## Begin
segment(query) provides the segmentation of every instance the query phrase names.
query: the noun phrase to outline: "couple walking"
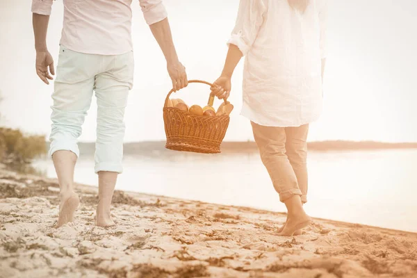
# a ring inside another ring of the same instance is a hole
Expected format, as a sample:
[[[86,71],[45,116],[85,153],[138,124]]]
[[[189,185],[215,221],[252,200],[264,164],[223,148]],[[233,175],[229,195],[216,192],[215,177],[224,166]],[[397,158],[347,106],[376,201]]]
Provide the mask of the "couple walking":
[[[33,0],[36,72],[47,84],[55,74],[46,37],[53,0]],[[161,0],[139,0],[167,61],[174,90],[188,85]],[[74,220],[79,199],[74,171],[76,140],[93,91],[97,99],[95,171],[99,177],[96,224],[114,224],[110,208],[122,173],[124,108],[133,86],[131,0],[63,0],[64,22],[52,94],[49,156],[60,184],[58,227]],[[309,124],[322,109],[326,49],[326,0],[240,0],[229,51],[213,93],[229,95],[236,65],[245,56],[242,115],[280,200],[288,208],[281,236],[301,233],[307,201]]]

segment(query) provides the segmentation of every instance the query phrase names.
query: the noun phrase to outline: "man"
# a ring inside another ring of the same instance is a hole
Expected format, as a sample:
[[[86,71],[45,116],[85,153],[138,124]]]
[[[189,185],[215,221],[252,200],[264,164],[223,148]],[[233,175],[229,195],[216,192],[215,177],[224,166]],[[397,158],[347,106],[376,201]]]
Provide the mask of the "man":
[[[32,1],[36,73],[47,84],[55,74],[46,44],[52,1]],[[178,60],[162,1],[139,1],[145,19],[165,57],[174,89],[186,87],[185,68]],[[96,224],[114,224],[110,206],[117,174],[122,172],[123,117],[128,92],[133,86],[131,3],[131,0],[64,1],[63,28],[52,94],[49,149],[60,185],[57,227],[73,221],[79,204],[73,187],[79,154],[76,140],[81,134],[93,90],[97,99]]]

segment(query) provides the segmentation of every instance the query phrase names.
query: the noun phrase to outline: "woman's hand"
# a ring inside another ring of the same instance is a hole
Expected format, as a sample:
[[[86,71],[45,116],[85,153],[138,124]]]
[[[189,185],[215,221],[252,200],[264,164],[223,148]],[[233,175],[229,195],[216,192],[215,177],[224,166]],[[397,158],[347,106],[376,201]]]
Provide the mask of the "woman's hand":
[[[167,69],[172,81],[174,92],[177,92],[188,85],[186,67],[179,61],[167,63]]]
[[[211,87],[211,92],[214,94],[219,99],[227,99],[230,95],[231,90],[231,78],[222,75],[215,81],[213,82],[214,87]]]
[[[55,74],[55,69],[54,68],[54,59],[52,56],[47,50],[36,51],[36,74],[39,78],[45,83],[49,85],[49,80],[52,80],[51,75]],[[48,72],[48,68],[49,71]]]

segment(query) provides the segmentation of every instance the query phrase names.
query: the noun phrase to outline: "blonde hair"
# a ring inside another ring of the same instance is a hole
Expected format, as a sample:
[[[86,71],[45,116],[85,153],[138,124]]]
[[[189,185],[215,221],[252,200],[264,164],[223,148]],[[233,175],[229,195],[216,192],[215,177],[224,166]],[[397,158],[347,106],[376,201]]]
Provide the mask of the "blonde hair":
[[[288,0],[288,5],[294,10],[297,10],[301,13],[306,11],[311,0]]]

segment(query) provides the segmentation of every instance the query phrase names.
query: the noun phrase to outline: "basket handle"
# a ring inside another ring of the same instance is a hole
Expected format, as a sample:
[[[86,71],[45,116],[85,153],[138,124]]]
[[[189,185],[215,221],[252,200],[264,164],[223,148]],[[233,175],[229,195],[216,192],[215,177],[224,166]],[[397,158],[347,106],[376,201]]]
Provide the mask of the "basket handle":
[[[214,87],[214,85],[213,85],[212,83],[206,82],[206,81],[203,81],[202,80],[188,80],[188,83],[204,83],[204,84],[207,84],[207,85],[210,85],[210,87]],[[168,92],[168,95],[167,95],[167,97],[165,99],[163,107],[166,107],[167,105],[168,104],[168,99],[170,99],[170,97],[171,96],[171,94],[172,92],[174,92],[174,89],[172,89],[170,91],[170,92]],[[210,95],[211,95],[211,94],[210,94]],[[229,102],[229,101],[227,101],[227,99],[224,99],[224,101],[225,104],[227,104]]]

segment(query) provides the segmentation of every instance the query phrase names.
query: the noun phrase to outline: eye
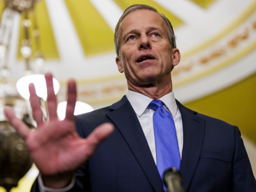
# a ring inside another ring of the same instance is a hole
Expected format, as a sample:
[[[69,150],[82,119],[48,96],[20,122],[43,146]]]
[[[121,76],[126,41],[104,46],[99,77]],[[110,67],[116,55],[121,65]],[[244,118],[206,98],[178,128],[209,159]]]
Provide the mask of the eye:
[[[133,40],[135,37],[134,36],[130,36],[128,38],[128,40]]]
[[[155,37],[159,37],[159,34],[158,33],[154,33],[153,34],[153,36]]]

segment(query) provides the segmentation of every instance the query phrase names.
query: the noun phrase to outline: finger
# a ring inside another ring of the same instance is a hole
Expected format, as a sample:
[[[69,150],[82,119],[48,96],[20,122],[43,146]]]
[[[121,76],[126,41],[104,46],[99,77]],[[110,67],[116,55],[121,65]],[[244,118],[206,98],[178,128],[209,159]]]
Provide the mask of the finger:
[[[38,127],[42,125],[43,123],[43,112],[41,109],[40,99],[37,95],[34,84],[30,83],[29,84],[28,89],[30,94],[30,100],[33,112],[33,118],[36,122]]]
[[[49,114],[49,120],[55,119],[57,115],[57,99],[54,93],[53,75],[47,73],[45,75],[46,86],[47,88],[47,107]]]
[[[66,109],[65,119],[73,120],[74,112],[76,101],[76,88],[75,82],[73,80],[70,80],[68,85],[68,98]]]
[[[9,120],[11,124],[22,138],[26,139],[30,131],[28,127],[23,121],[15,116],[11,107],[5,107],[4,111],[5,116]]]
[[[109,123],[102,124],[96,127],[85,139],[86,152],[85,155],[88,158],[91,156],[98,146],[106,139],[114,131],[113,125]]]

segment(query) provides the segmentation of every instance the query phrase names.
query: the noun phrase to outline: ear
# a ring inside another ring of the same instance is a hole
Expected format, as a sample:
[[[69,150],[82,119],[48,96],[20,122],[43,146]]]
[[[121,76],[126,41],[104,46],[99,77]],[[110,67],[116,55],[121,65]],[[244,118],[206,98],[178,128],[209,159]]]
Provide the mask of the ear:
[[[175,66],[179,64],[181,60],[181,53],[178,48],[174,48],[172,50],[172,65]]]
[[[118,71],[120,73],[123,72],[123,66],[122,65],[122,62],[121,61],[121,58],[120,56],[117,56],[116,57],[116,63],[117,66],[117,68],[118,68]]]

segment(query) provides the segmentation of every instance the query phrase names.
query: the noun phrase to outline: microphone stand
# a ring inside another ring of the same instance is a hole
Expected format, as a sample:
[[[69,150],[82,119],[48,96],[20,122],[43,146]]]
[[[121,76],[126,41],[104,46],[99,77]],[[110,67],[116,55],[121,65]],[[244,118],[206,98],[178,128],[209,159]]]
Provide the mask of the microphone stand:
[[[164,173],[163,180],[167,187],[166,192],[184,192],[181,185],[181,174],[175,168],[166,169]]]

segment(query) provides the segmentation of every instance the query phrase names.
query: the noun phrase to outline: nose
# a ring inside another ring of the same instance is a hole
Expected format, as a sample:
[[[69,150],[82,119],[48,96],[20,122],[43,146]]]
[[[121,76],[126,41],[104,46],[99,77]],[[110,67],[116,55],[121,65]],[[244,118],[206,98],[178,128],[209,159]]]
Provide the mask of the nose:
[[[151,49],[151,43],[149,37],[146,34],[142,34],[140,38],[139,49]]]

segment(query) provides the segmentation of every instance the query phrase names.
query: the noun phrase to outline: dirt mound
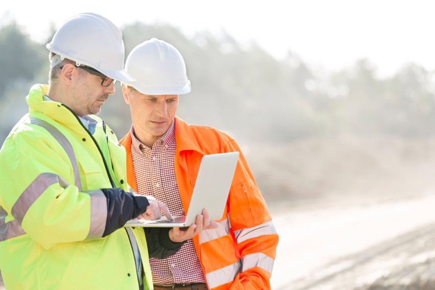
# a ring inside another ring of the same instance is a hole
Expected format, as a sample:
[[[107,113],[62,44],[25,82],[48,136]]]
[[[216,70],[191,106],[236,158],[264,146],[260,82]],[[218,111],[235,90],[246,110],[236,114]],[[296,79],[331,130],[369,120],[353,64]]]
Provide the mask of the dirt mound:
[[[242,148],[268,203],[278,208],[355,198],[377,202],[434,191],[434,149],[433,139],[388,136]]]

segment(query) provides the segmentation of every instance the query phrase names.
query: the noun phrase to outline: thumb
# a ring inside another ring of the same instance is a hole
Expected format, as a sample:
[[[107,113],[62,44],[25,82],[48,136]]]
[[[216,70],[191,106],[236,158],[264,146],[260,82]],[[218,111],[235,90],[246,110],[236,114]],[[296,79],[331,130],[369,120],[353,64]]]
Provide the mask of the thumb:
[[[174,220],[174,218],[172,217],[172,215],[171,214],[171,212],[169,212],[169,210],[167,209],[167,207],[166,207],[166,205],[161,201],[157,200],[156,201],[157,202],[157,205],[159,207],[159,209],[160,210],[160,211],[162,212],[165,217],[171,221]]]

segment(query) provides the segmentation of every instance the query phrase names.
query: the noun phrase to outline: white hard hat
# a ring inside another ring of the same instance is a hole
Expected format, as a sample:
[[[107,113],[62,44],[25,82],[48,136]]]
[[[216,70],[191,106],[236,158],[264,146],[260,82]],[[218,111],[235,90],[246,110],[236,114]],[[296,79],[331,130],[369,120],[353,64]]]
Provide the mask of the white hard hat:
[[[183,94],[190,91],[181,54],[163,40],[151,38],[134,47],[126,60],[125,69],[136,81],[122,83],[142,93]]]
[[[61,59],[67,58],[78,65],[90,66],[111,79],[134,80],[124,69],[125,52],[122,32],[99,14],[81,13],[68,19],[46,46],[60,56]],[[59,60],[56,58],[54,61]]]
## End
* Exercise prompt *
Locate every line of the records that contains the word "blonde" and copy each one out.

* Written solution *
query: the noun phrase to outline: "blonde hair"
Provide the mask of the "blonde hair":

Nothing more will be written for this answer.